__WORK INSTRUCTION__: Reproduce the forum posts on diabetes medication below word for word, from beginning to end.

SOURCE TEXT section start

A lot of doctors are no longer prescribing Actos. My mother takes Metformin, which is cheaper than Actos. Perhaps your partner could ask his doctor about trying that. It's been on the market for over 20 years and I haven't read anything negative about it.
Wishing your partner continued health.
06-04-2013 03:07 PM
I am curious as to why you would think his doctor is responsible for this unfortunate happenstance.? Would you hold the doctor liable if your partner developed a heart attack due to his high cholesterol if it was left untreated? I don't quite understand this thinking of holding the doctor responsible for a potential unknown side effect of a proven medication, especially when he/she is following current guidelines. This type of thinking contributes to the high cost of medicine, due to increase malpractice cost and physicians ordering unwarranted tests to protect themselves from the always prevalent litigious society in which we live.
Anyway if your partner has diabetes, is he/she at a normal body weight? Is he/she following a low carbohydrate diet and moderately exercising daily. These are the main treatment guidelines for a patient with type two diabetes. I can almost guarantee that if a person with diabetes exercises daily, keeps their BMI at a normal to low range, and watches their diet with low simple sugars and carbohydrates, most (not all of course) individuals can bring their blood sugars under some semblance of control.
Glucophage (metformin) is a good starting medication as it can be titrated up, however, people with kidney disease cannot take it. Most diabetic medications are fraught with side effects and contraindications. Rarely does a person maintain on one medication. Hence, the more medications, the more potential for side effects.
Lastly, interestingly enough, if you have diabetes, current guidelines suggest that you be put on a statin (i.e. lipitor, zocor, crestor, etc) as diabetes carries has very significant cardiovascular morbidity.

SOURCE TEXT section end
EXTRACTED RECORDS section start

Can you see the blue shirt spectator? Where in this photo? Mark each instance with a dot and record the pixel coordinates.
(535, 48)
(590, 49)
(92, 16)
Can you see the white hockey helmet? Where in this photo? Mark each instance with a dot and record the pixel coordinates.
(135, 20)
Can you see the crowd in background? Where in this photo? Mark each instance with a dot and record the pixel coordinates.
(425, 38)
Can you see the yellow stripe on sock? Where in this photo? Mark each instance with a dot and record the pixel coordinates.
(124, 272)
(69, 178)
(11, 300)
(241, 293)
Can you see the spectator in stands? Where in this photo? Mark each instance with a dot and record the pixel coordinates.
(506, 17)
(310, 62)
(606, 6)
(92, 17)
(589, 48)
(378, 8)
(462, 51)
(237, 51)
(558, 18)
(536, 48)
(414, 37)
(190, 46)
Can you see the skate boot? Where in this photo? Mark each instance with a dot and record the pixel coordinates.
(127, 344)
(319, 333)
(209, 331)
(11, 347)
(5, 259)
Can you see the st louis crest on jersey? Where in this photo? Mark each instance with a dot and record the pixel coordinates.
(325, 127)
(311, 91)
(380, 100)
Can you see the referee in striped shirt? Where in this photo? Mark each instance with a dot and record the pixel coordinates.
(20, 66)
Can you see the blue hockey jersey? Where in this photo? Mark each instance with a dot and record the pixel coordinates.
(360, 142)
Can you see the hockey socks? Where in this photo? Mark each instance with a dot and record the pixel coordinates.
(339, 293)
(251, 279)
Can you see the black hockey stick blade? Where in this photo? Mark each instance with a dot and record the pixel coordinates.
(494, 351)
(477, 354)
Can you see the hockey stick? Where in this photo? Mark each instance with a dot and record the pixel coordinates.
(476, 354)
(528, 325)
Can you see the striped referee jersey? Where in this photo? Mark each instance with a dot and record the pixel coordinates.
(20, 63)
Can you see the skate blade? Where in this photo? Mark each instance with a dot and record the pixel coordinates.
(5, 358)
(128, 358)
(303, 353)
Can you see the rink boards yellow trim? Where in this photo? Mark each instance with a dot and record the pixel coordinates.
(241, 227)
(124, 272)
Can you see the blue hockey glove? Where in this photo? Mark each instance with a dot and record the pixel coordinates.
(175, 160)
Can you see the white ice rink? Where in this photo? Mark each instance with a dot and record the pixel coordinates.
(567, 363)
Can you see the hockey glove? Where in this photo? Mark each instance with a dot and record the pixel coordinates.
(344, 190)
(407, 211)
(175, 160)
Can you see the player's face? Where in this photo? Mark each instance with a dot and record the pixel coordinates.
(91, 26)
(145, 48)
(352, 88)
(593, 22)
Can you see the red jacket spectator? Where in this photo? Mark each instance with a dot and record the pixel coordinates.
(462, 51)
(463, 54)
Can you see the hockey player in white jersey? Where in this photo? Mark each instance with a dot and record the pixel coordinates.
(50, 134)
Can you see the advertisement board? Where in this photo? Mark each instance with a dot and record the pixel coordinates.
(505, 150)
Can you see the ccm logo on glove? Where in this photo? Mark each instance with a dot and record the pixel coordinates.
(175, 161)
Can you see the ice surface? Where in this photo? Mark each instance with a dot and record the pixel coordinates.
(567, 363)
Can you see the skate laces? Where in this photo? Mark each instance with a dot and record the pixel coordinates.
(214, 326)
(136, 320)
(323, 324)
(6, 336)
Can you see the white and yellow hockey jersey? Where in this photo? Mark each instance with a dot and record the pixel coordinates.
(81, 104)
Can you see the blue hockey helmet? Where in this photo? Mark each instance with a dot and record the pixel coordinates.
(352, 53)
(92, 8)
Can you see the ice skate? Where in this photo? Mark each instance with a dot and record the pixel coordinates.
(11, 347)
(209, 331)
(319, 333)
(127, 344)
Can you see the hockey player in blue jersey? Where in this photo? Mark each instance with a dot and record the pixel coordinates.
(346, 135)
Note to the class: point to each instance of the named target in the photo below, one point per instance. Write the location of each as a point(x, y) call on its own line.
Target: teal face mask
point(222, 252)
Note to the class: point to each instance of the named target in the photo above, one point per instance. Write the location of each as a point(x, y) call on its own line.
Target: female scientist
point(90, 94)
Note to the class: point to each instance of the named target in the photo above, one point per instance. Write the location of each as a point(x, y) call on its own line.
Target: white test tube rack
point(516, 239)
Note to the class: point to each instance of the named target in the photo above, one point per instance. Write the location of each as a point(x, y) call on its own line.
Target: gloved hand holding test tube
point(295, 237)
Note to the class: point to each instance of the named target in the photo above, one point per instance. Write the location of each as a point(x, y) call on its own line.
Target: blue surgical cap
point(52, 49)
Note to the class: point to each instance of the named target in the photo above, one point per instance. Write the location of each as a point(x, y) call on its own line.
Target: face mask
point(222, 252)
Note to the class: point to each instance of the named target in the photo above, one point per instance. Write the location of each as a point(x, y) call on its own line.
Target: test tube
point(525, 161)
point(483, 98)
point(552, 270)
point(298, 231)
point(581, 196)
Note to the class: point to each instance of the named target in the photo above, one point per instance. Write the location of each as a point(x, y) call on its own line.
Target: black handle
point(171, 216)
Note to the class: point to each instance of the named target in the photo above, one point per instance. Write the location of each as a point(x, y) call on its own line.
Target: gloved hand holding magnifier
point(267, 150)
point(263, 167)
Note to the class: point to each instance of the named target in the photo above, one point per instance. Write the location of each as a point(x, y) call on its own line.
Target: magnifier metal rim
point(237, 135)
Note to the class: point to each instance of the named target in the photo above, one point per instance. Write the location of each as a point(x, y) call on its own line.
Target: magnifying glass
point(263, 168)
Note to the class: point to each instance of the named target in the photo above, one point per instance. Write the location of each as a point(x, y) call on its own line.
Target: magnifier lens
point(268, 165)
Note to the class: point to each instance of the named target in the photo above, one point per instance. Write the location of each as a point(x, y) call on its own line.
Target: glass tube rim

EXTRACTED RECORDS section end

__TASK RESPONSE__:
A lot of doctors are no longer prescribing Actos. My mother takes Metformin, which is cheaper than Actos. Perhaps your partner could ask his doctor about trying that. It's been on the market for over 20 years and I haven't read anything negative about it.
Wishing your partner continued health.
06-04-2013 03:07 PM
I am curious as to why you would think his doctor is responsible for this unfortunate happenstance.? Would you hold the doctor liable if your partner developed a heart attack due to his high cholesterol if it was left untreated? I don't quite understand this thinking of holding the doctor responsible for a potential unknown side effect of a proven medication, especially when he/she is following current guidelines. This type of thinking contributes to the high cost of medicine, due to increase malpractice cost and physicians ordering unwarranted tests to protect themselves from the always prevalent litigious society in which we live.
Anyway if your partner has diabetes, is he/she at a normal body weight? Is he/she following a low carbohydrate diet and moderately exercising daily. These are the main treatment guidelines for a patient with type two diabetes. I can almost guarantee that if a person with diabetes exercises daily, keeps their BMI at a normal to low range, and watches their diet with low simple sugars and carbohydrates, most (not all of course) individuals can bring their blood sugars under some semblance of control.
Glucophage (metformin) is a good starting medication as it can be titrated up, however, people with kidney disease cannot take it. Most diabetic medications are fraught with side effects and contraindications. Rarely does a person maintain on one medication. Hence, the more medications, the more potential for side effects.
Lastly, interestingly enough, if you have diabetes, current guidelines suggest that you be put on a statin (i.e. lipitor, zocor, crestor, etc) as diabetes carries has very significant cardiovascular morbidity.